La invitación de Laura me llegó vía mail el miércoles, y es ésta; la cito porque me ahorra describir lo que en efecto vi: “En cuanto a encontrarnos mañana jueves en la tanguería/milonga, te propongo que sea a las 20.30. La dirección es La Rioja 1180 (esto sería La Rioja y San Juan). Respecto de hasta cuándo quedarse, eso lo decide cada asistente de acuerdo con su vida personal: hay gente que no trabaja por la mañana y se queda hasta las 3; otros se levantan temprano y se retiran a las 23, etc. Voy a dejar avisado a la señora de la boletería para que preguntes por Quique o por mí. Seguramente estarás en la mesa de él porque en estos lugares las mesas se distribuyen por sexo: las nenas con las nenas y los nenes con los nenes... salvo que sean parejas, en cuyo caso están sentados a la misma mesa y bailan entre ellos dos en exclusiva (y ya fue uno de los tantos códigos de la danza del tango). Otro de los códigos es el cabeceo. En realidad, todo empieza por el contacto visual. Mujeres y hombres hacemos ‘paneo de cámara’; en ese paneo, puedo captar que me mira un caballero, él me invitará a bailar con un cabeceo. Si me interesa bailar con él por el motivo que sea, asiento con la cabeza o hago algún gesto aprobatorio. Entonces él se levanta, viene hasta mi mesa y recién entonces me paro y comenzamos a bailar. El cabeceo es el invento más maravilloso para elegirse como compañeros de baile: si el candidato no me interesa, miro para otro lado, como si no lo hubiera visto y él no queda públicamente desairado. Se considera una descortesía venir a sacar a la mesa, porque está obligando a aceptar a la mujer o él corre el riesgo de que lo rechace públicamente y deba volver a su sitio cabizbundo, meditabajo y con el rabo entre las patitas. Otra descortesía es, una vez terminada la tanda (3 o 4 piezas seguidas) dejar a la mujer parada en medio de la pista; no, el hombre debe acompañarla hasta su silla y después él regresa a su lugar”.
Suena fácil. Vi de veras lo que me anticipa Laura en su carta, el cabeceo de los señores, la aceptación de las mujeres, las tandas de tres canciones y una pausita como de un minuto entre tandas, la ausencia de aplausos entre tema y tema, el cadencioso oleaje de las parejas alrededor de la pista. Lo que más me asombró, además de lo difícil que se ve bailar ese ritmo endemoniado, fue un detalle que me dio la clave para entender por qué en México jamás bailaremos tango como en las milongas porteñas: es, por así decirlo, la promiscuidad dancística. Aunque una pareja vaya en pareja, puede/debe sentarse en mesas distintas, y, aunque baile algunas tandas, sus integrantes, hombre y mujer, bailan con otras mujeres y otros hombres, lo que sería intolerable en nuestra cultura. ¿Cómo —diría un macho mexicano estándar—, mi vieja va a bailar con otro cabrón? O ¿cómo —diría una mujer mexicana estándar—, mi viejo va a bailar con una volada? Jamás, sería la respuesta en ambos casos.
Otro detalle digno de ser resaltado es la capacidad que tiene la milonga para provocar entrecruzamientos. No sé cómo explicarlo con exactitud. La edad de la concurrencia anda en un promedio de sesenta años; vi pues que hombres de setenta, incluso de ochenta años, “cabeceaban” a muñecas bravas de cincuenta, y ellas, sin pestañear, aceptaban el convite. También a la inversa: jóvenes de cincuenta que cabeceaban a mujeres de setenta o más, y bailaban como si se amaran. Igual en términos de clase: jueces, filósofos, obreros, médicos, burócratas, todos bailando, todos igualados por el tango. Muy extraño fue esto para un mexicano alelado por códigos desconocidos. Todavía siento que estuve metido en un brumoso cuento de Roberto Arlt.

» **LÍNEAS DE DATOS**:
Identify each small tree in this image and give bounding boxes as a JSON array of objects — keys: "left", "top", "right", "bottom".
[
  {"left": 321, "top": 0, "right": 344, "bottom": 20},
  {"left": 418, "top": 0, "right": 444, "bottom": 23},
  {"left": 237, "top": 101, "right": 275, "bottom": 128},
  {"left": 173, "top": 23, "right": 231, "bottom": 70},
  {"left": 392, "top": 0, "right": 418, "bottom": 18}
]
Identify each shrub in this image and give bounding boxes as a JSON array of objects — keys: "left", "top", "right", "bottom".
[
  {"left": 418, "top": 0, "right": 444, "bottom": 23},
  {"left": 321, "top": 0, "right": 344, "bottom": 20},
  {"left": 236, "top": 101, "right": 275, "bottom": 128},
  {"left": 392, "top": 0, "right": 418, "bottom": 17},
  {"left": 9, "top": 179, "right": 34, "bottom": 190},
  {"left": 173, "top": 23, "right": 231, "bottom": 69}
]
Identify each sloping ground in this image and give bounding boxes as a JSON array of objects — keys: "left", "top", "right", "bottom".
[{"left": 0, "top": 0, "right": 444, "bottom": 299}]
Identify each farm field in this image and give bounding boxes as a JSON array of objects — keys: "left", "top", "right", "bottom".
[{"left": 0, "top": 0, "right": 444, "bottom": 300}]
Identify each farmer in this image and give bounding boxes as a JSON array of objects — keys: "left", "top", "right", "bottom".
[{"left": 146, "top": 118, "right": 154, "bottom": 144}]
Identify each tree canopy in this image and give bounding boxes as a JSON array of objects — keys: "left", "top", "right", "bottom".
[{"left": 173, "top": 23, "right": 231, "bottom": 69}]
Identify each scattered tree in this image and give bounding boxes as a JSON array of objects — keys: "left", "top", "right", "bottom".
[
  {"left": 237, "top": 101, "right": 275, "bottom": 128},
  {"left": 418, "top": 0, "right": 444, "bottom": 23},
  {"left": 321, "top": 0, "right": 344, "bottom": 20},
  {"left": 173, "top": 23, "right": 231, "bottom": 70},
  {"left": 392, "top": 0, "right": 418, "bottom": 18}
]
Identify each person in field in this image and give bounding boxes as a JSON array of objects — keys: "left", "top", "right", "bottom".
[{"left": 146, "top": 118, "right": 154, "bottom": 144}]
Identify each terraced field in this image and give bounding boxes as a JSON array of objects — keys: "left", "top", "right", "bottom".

» **QUÉ DEBES HACER**:
Extrae, sin cambiar nada, el fragmento del texto sobre la milonga que comienza con las palabras que contienen «Otro detalle digno» y termina con «de Roberto Arlt.».

» **RESPUESTA ESPERADA**:
Otro detalle digno de ser resaltado es la capacidad que tiene la milonga para provocar entrecruzamientos. No sé cómo explicarlo con exactitud. La edad de la concurrencia anda en un promedio de sesenta años; vi pues que hombres de setenta, incluso de ochenta años, “cabeceaban” a muñecas bravas de cincuenta, y ellas, sin pestañear, aceptaban el convite. También a la inversa: jóvenes de cincuenta que cabeceaban a mujeres de setenta o más, y bailaban como si se amaran. Igual en términos de clase: jueces, filósofos, obreros, médicos, burócratas, todos bailando, todos igualados por el tango. Muy extraño fue esto para un mexicano alelado por códigos desconocidos. Todavía siento que estuve metido en un brumoso cuento de Roberto Arlt.